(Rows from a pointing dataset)
----------------------------------------
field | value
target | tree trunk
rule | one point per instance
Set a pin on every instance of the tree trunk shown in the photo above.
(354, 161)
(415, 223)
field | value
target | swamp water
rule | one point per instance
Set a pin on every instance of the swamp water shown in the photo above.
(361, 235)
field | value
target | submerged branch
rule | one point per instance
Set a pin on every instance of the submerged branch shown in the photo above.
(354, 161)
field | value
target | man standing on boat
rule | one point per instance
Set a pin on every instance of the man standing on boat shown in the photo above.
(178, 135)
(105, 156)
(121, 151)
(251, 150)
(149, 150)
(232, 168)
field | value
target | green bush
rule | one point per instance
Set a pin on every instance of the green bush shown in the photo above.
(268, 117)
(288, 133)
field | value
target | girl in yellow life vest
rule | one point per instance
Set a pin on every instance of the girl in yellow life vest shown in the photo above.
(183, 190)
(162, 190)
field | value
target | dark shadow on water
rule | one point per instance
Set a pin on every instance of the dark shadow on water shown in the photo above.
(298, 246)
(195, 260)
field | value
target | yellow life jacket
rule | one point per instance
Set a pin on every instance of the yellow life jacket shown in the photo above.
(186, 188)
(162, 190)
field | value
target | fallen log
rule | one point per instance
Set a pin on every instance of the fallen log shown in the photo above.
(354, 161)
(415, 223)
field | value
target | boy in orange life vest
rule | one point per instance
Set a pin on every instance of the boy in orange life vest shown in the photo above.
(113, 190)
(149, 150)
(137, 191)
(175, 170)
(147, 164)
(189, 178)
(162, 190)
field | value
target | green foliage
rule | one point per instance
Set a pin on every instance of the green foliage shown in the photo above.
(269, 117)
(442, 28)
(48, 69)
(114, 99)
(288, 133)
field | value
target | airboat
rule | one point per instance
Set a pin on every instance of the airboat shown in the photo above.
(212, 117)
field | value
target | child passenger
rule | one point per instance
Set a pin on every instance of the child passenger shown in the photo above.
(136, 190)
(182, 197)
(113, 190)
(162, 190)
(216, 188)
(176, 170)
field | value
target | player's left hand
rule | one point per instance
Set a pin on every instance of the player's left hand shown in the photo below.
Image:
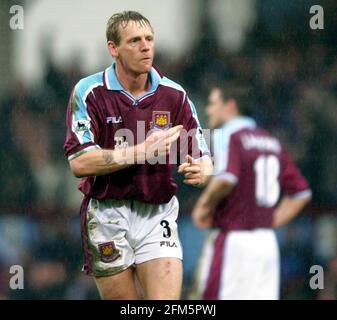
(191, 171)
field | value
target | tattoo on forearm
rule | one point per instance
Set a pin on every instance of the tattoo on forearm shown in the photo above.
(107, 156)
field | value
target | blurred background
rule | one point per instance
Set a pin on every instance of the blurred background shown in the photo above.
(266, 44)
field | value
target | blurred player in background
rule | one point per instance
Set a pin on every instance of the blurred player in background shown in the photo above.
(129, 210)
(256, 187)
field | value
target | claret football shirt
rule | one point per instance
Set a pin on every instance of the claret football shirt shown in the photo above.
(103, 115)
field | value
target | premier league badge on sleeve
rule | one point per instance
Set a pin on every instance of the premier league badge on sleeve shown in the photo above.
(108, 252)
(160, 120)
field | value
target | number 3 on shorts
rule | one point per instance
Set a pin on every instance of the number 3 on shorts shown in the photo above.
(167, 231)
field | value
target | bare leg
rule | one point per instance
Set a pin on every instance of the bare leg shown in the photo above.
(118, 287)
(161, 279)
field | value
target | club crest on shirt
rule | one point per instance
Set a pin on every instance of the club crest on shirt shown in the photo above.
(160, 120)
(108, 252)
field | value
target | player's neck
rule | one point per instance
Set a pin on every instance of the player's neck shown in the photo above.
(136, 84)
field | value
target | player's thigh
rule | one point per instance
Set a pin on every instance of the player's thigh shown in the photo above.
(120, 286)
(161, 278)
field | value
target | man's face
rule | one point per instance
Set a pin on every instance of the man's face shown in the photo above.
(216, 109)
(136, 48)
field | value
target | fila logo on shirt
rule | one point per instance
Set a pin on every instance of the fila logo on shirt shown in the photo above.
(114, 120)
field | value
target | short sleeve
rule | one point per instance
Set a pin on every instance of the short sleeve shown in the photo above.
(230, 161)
----------------------------------------
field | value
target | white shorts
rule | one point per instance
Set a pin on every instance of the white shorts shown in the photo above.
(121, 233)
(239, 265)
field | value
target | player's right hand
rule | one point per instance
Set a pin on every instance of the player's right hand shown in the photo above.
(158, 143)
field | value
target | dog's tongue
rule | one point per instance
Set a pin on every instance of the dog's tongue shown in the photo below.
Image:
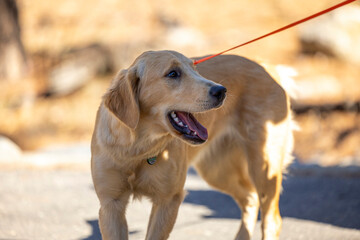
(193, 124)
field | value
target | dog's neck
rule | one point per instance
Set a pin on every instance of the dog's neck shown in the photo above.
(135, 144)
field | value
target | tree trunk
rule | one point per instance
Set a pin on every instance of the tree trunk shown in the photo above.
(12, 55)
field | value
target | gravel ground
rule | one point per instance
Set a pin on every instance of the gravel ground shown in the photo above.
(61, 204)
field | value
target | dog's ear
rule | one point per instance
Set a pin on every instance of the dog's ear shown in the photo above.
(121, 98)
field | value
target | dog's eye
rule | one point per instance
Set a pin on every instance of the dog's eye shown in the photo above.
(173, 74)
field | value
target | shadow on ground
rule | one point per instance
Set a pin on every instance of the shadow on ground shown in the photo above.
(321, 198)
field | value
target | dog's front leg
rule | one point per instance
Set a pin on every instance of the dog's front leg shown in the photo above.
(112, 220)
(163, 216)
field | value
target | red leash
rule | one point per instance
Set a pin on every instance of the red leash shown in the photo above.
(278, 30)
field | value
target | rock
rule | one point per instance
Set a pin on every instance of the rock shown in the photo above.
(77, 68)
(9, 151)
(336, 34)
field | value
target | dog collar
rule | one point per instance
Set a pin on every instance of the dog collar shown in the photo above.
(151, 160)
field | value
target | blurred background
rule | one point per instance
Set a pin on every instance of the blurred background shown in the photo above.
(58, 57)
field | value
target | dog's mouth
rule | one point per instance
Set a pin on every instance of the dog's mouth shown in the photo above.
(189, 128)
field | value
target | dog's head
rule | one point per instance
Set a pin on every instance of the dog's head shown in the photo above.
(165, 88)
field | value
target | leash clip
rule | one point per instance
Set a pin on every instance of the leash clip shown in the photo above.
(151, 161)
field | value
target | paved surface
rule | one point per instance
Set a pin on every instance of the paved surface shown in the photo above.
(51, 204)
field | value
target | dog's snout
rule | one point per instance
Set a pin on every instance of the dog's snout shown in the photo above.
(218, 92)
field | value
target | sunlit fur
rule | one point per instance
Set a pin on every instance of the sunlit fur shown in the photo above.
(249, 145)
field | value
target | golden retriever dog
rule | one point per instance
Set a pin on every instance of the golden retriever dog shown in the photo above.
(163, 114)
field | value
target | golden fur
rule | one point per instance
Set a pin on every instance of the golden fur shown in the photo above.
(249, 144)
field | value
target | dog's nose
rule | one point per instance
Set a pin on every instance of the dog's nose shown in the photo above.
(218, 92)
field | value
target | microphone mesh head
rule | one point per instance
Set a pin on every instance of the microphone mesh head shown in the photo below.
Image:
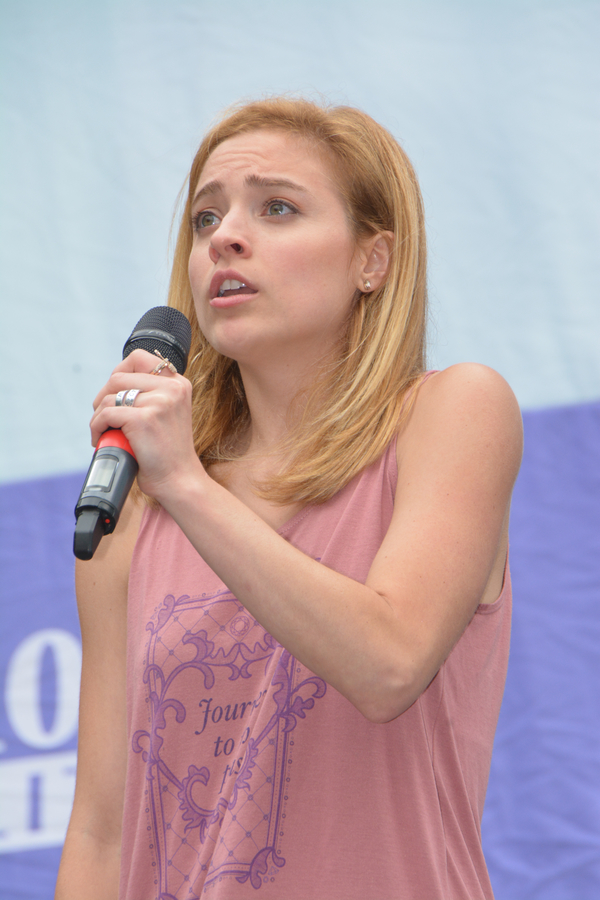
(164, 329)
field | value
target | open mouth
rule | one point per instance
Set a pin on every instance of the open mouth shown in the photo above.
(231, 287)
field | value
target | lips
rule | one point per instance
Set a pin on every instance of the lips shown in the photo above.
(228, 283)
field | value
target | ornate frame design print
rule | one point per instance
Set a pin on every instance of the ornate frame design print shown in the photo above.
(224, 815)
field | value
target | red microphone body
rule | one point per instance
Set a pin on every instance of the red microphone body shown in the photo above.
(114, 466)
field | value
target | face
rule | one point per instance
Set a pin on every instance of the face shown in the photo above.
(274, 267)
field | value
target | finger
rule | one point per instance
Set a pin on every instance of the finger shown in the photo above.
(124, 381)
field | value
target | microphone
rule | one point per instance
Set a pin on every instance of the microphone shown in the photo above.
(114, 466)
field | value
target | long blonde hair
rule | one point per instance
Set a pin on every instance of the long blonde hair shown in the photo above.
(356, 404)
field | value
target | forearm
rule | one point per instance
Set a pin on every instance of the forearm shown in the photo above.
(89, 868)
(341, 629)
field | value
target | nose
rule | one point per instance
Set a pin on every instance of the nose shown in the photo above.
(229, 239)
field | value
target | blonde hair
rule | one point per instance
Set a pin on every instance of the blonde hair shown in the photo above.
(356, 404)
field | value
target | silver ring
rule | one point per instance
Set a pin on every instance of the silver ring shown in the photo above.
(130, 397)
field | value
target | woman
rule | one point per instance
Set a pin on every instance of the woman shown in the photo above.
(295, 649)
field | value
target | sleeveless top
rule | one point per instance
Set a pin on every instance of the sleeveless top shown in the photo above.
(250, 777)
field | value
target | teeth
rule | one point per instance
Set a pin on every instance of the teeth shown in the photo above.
----------------------------------------
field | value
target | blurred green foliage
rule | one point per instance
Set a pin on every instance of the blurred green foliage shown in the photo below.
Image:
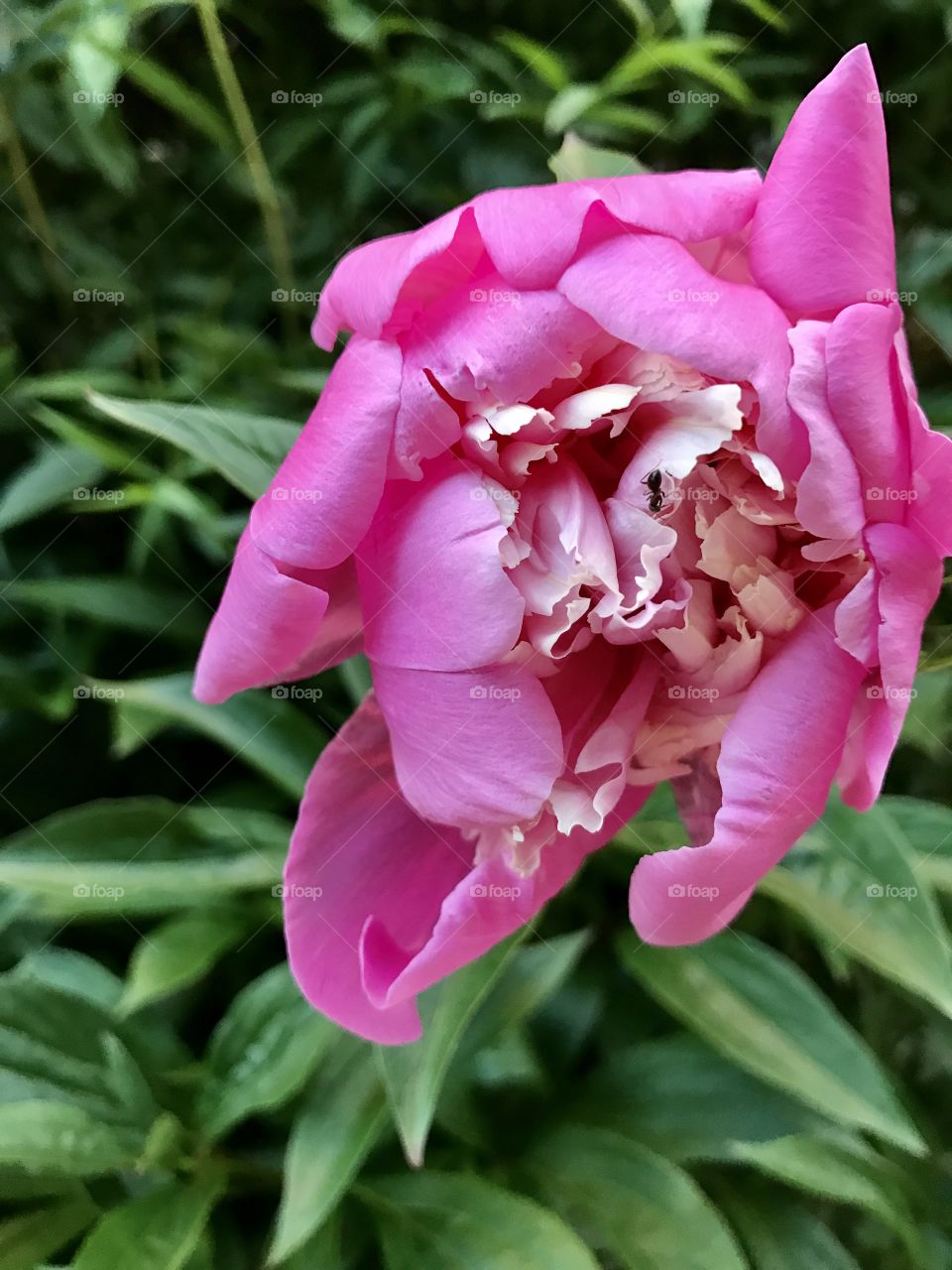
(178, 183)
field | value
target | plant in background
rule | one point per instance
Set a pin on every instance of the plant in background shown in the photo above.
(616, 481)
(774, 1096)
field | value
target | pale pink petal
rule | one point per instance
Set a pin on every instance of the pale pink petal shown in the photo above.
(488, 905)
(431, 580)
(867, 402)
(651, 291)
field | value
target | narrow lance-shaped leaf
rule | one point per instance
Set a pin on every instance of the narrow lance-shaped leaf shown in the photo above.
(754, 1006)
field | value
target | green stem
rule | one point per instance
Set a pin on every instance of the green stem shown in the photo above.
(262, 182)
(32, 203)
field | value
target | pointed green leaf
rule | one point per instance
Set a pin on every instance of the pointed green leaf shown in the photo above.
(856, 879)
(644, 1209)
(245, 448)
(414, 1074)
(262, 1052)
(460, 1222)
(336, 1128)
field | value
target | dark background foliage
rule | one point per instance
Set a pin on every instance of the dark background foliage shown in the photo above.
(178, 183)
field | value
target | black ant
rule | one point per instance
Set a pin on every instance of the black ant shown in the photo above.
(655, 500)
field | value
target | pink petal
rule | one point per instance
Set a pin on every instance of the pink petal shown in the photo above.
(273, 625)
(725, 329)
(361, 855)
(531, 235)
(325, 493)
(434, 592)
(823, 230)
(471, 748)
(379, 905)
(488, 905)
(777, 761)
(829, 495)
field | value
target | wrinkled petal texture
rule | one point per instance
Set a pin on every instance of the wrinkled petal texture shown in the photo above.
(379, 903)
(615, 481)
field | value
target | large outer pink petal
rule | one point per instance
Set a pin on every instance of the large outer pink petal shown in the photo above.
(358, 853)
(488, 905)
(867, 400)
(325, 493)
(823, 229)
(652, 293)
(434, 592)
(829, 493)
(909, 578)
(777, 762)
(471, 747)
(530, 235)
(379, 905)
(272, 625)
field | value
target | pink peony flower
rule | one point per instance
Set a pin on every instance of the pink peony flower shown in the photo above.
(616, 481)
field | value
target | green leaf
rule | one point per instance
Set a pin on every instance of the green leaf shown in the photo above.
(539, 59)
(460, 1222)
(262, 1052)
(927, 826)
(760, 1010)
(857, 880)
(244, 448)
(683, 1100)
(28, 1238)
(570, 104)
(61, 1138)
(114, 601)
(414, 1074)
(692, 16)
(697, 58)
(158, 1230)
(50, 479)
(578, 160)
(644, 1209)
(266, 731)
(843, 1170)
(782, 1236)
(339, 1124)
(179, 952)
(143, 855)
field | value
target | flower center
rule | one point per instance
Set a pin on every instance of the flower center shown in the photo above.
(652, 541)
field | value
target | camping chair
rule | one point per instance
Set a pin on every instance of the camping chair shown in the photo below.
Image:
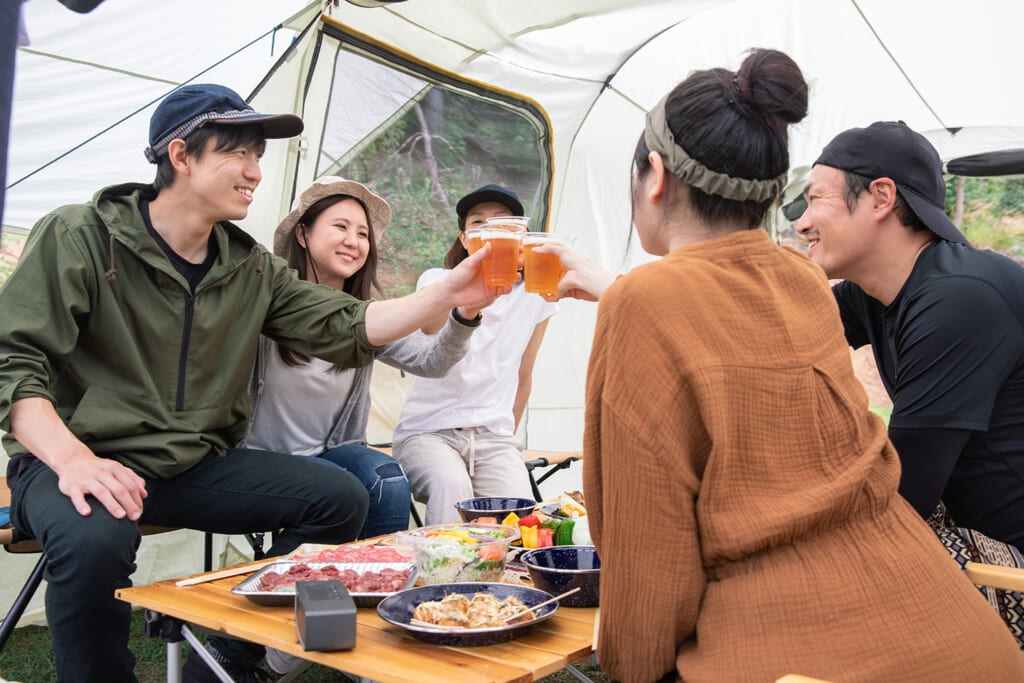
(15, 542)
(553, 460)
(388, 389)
----------------------------------------
**EXERCISE AIM**: Find each line in the records above that contains the string "paved", and copy those lines. The match is case-sensitive.

**SOLUTION TO THIS PROBLEM**:
target | paved surface
Set a pin on every instance of the paved surface shown in the photo above.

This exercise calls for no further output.